Curtis Villamizar <curtis@ans.net> wrote:
We have traced back such "clever" denial of service attacks before. Within the last 6 months even.
Have you forgotten that we log and keep track of source/destination pairs.
I sincerely wish you good luck doing that at OC-12. If you know a magic technology which can do that please let me know. Doing that at 10 kpps is not going to be a solution any time soon.
You're kidding, right? 10kpps has been doable (and done) for years. Did you forget a zero or two? The vBNS folks are about to release an OC-3 header sniffer that runs on a Pentium box. Rumor has it that it'll handle OC-12 as well. There's a presentation of it on the USENIX agenda.
I would also wish you luck with logging SA/DA pairs at places like .ICP.NET. where source/destination matrix is about 1-2 millon entries long.
1-2 million is not much. Even in the NSFNET days, I worked w/ 5-million-cell net matrices. All it takes is memory and some CPU.
It is really easy for us to spot in incoming path with a set of sources that were never coming from that direction and start working backwards.
*-*-*
→ Requirements:
1) According to the mailing-list exchange, what kind of machine does the vBNS header sniffer run on?
2) Name every link speed or packet rate mentioned in the mailing-list exchange.
*-*-*
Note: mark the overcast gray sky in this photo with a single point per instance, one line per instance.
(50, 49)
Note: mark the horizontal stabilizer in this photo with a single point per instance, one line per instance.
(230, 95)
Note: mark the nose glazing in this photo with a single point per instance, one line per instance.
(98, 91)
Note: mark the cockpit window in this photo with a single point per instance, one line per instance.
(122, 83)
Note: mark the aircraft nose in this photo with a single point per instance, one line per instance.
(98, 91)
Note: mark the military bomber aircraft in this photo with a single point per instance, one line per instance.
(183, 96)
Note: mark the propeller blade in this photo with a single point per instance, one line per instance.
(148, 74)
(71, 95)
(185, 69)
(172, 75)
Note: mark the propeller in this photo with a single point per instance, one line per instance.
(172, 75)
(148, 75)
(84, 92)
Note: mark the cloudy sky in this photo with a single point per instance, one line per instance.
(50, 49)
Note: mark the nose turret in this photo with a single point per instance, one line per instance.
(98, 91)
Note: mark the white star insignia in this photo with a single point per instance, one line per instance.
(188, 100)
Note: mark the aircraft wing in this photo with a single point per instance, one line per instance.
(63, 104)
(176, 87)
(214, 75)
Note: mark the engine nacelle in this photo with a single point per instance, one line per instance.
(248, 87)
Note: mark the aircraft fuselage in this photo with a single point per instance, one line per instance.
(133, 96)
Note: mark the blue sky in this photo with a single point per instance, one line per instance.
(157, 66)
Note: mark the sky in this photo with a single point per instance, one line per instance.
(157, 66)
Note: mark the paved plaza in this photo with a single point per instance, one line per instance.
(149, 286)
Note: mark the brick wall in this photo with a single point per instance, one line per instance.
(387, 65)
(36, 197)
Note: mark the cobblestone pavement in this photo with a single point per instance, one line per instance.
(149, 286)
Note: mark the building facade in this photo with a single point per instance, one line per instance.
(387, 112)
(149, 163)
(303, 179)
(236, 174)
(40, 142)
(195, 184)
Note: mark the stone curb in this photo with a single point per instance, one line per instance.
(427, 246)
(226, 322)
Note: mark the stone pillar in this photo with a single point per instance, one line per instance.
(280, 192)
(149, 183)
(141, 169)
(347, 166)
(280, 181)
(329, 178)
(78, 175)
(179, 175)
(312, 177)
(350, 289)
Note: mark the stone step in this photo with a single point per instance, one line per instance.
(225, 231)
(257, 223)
*-*-*
→ Responses for each task:
1) A Pentium box.

2) OC-12, 10 kpps, OC-3